= Materials provided =
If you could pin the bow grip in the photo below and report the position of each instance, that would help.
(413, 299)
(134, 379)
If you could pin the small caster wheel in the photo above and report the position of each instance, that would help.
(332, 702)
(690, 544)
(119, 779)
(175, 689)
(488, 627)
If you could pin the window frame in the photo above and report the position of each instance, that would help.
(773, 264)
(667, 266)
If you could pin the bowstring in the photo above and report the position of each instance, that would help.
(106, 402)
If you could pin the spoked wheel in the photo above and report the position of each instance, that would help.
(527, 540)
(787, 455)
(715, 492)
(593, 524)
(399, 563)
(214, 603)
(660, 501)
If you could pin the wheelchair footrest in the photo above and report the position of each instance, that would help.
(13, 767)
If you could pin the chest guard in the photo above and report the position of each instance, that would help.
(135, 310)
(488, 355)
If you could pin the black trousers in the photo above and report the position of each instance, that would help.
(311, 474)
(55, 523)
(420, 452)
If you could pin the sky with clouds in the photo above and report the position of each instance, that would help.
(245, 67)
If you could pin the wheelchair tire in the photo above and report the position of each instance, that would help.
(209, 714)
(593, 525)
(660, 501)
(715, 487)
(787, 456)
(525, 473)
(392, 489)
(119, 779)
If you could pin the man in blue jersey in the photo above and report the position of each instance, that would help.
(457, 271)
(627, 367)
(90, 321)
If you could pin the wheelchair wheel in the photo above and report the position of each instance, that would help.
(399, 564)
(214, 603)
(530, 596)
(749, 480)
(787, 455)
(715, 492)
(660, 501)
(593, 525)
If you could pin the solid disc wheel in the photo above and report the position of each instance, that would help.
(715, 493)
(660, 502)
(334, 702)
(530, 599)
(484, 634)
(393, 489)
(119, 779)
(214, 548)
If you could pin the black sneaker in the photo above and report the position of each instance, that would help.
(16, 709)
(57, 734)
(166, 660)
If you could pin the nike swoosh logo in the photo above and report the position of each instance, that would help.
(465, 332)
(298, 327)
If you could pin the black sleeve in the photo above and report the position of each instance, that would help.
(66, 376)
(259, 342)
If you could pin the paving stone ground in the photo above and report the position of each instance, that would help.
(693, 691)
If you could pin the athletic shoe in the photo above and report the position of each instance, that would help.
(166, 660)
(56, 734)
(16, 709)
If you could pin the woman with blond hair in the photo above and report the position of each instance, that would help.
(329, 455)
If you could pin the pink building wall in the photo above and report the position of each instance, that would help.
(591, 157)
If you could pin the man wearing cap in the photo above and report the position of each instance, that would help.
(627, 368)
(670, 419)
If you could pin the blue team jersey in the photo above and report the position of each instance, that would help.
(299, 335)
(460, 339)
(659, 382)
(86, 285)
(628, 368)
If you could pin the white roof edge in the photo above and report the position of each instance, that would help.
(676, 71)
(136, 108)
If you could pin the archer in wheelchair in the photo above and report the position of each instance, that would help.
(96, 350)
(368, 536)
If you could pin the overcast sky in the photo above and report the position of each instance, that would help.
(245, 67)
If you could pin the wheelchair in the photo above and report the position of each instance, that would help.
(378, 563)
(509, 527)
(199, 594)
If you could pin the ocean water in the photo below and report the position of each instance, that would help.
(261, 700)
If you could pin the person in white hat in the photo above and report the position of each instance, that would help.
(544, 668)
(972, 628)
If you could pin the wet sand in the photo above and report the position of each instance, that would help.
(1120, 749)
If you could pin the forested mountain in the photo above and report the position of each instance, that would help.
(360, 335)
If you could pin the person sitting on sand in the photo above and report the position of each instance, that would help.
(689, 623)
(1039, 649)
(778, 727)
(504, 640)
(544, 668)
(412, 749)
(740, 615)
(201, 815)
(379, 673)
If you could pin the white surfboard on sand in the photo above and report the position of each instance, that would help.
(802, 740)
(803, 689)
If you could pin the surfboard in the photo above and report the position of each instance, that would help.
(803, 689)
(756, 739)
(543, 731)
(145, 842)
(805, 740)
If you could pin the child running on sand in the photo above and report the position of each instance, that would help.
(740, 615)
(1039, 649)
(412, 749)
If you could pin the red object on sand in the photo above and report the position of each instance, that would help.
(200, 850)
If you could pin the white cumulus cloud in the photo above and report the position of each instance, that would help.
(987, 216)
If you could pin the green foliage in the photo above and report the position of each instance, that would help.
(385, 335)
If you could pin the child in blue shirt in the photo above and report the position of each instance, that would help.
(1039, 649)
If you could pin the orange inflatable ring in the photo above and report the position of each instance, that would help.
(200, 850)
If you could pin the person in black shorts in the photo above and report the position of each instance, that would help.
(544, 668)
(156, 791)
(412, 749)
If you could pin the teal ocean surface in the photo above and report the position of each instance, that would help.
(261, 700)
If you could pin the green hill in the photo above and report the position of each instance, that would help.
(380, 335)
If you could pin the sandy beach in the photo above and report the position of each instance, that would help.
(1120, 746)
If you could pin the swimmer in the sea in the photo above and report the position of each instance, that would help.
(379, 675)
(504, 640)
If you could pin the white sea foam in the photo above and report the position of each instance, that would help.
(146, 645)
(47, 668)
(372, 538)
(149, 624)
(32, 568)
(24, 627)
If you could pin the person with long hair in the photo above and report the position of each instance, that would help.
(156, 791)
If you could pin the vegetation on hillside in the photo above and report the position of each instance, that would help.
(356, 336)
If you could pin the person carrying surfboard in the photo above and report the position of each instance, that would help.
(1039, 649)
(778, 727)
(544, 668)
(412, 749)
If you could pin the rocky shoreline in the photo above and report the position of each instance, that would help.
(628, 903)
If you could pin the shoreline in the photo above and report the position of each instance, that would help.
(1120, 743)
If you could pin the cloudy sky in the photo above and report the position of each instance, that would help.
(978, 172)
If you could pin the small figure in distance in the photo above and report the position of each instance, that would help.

= Task requirements =
Each line must be given again exactly as written above.

= The solution =
If you could pin the bow grip in the photo below and report the position of each instance, that would help.
(413, 299)
(134, 379)
If you could pin the small caster wheel in the photo above and report the position of each instance, that would help.
(332, 702)
(690, 544)
(119, 779)
(175, 689)
(488, 627)
If you could pin the window frame in the photo above and report the position of each instance, that would help.
(773, 264)
(667, 266)
If you could pin the bowstring in the photo above and report the position of each instance, that would help.
(106, 402)
If you could pin the spoked wheel in the photo above and report the position of each instance, that would help.
(527, 540)
(787, 455)
(715, 492)
(593, 524)
(399, 563)
(214, 603)
(660, 501)
If you could pin the wheelchair footrest in the photo above and report the position of each instance, that would help.
(13, 767)
If you could pin the chest guard in the photo above and report the position of each instance, that would help.
(135, 310)
(488, 355)
If you could pin the black trousers in the photo above and report the position of each instance, that would help.
(311, 474)
(55, 523)
(420, 452)
If you could pin the sky with clouds in the photo above and report the position of each instance, that would help.
(245, 67)
If you could pin the wheelchair tire in the photo above and report the position of each instance, that would help.
(209, 714)
(593, 525)
(660, 501)
(715, 487)
(787, 456)
(525, 473)
(392, 489)
(119, 779)
If you could pin the man in blue jersey in the photo above and report the position of each instance, that would help.
(457, 271)
(627, 367)
(90, 321)
If you could pin the wheelchair wheel in the photo above and report the position of each instance, that would help.
(399, 564)
(214, 603)
(530, 596)
(749, 480)
(787, 455)
(715, 492)
(660, 501)
(593, 525)
If you could pin the solid disc wheel in the photo above and report the position of each instance, that would help.
(715, 493)
(660, 502)
(334, 702)
(530, 599)
(484, 634)
(393, 489)
(119, 779)
(214, 548)
If you could pin the black sneaker in the photo above and report the position of each instance, that would help.
(16, 709)
(57, 734)
(166, 660)
If you could pin the nike swoosh logo in the photo above and report the position of each instance, that would help.
(465, 332)
(298, 327)
If you could pin the black sleeve in the photo above and report the position of each instance, that would help.
(66, 376)
(259, 342)
If you could pin the paving stone ground in the photo above and report the position of each instance, that would help.
(693, 691)
If you could pin the athletic shoe in the photo above and report the position of each instance, that would help.
(166, 660)
(56, 734)
(16, 709)
If you could pin the woman with blond hair in the photo above and report the position of each instance, that would help.
(329, 455)
If you could pin the pink building wall in the photo above and report the position of each instance, that would help.
(591, 157)
If you could pin the man wearing cap in the photo above and report the position of each instance, that would help.
(627, 368)
(670, 419)
If you could pin the blue team jersey in the photo above and report the position of each instance, that would help.
(299, 335)
(460, 339)
(659, 382)
(86, 285)
(628, 368)
If you could pin the white roof edge in the photo above and report the position of each instance, that would help.
(676, 71)
(136, 108)
If you could pin the archer in wheelchair in the photo above and report the position of each instance, that would help.
(96, 350)
(368, 536)
If you could pin the overcast sky in the photo above and report the position of each instance, that would help.
(245, 67)
If you could pin the wheelchair in the photo above and report the position of each instance, that would help.
(378, 563)
(509, 527)
(199, 594)
If you could pin the ocean water in the photo below and report the position of each instance, that would help.
(261, 700)
If you could pin the person in white hat in the photo above and report the position of each instance, that would help.
(544, 668)
(972, 628)
If you could pin the wet sand in the photo above and report the position of each instance, that would help.
(1120, 749)
If you could pin the forested mountain in the photo above and report the position of each instance, that would help.
(360, 335)
If you could pin the person sitting on sand in the photo above and report the position of each instance, that would help.
(689, 623)
(1039, 649)
(778, 727)
(504, 640)
(544, 668)
(412, 749)
(740, 615)
(201, 815)
(379, 673)
If you could pin the white surfboard on sand in the photo above and report the position of each instance, that would help.
(802, 740)
(803, 689)
If you could pin the surfboard in the photo above and report the position of each instance, that would help.
(803, 689)
(756, 739)
(543, 731)
(145, 842)
(805, 740)
If you could pin the child running on sand in the photo above and report the position of each instance, that would help.
(740, 615)
(1039, 649)
(412, 749)
If you could pin the red object on sand in the photo above and report the position of each instance, that would help.
(200, 850)
If you could pin the white cumulus cloud in the photo above and report the position of each instance, that would help.
(987, 216)
If you could pin the green foliage in the photo above and report the position of each instance, that would help.
(385, 335)
If you could pin the child in blue shirt in the photo above and report the position of each instance, that would help.
(1039, 649)
If you could pin the orange inflatable ring in the photo above and report the position of each instance, that would help.
(200, 850)
If you could pin the person in black shorts in the photo above and report the position of each instance, that would help.
(544, 668)
(156, 791)
(412, 749)
If you could pin the teal ocean surface in the photo above and report the position of each instance, that would help.
(261, 700)
If you could pin the green hill in the photo above and report the position of each instance, that would help.
(380, 335)
If you could pin the sandy beach in the photo above and report the position of each instance, that would help.
(1120, 746)
If you could pin the swimmer in the sea in the photo above and report the position of each instance, that would help.
(379, 675)
(504, 640)
If you could pin the white sea foam in the photo above and report the position of each instance, that would help.
(146, 645)
(47, 668)
(372, 538)
(149, 624)
(32, 568)
(24, 627)
If you could pin the person with long hair in the photo above and report the position of each instance, that would help.
(156, 791)
If you could pin the vegetation on hillside in the photo above and report the position of each instance, that would help.
(356, 336)
If you could pin the person carrying surfboard in the photo above and report the position of each instance, that would help.
(1039, 649)
(778, 727)
(544, 668)
(412, 749)
If you could pin the rocky shoreline in the photo above and report the position of each instance, that would help.
(628, 903)
If you could pin the shoreline in the photo above and report the position of each instance, that would help.
(1120, 743)
If you could pin the cloudy sky in the photo above and report the position of each instance, that would help.
(978, 172)
If you could pin the small figure in distance in the photo above and report the position of each instance, that would help.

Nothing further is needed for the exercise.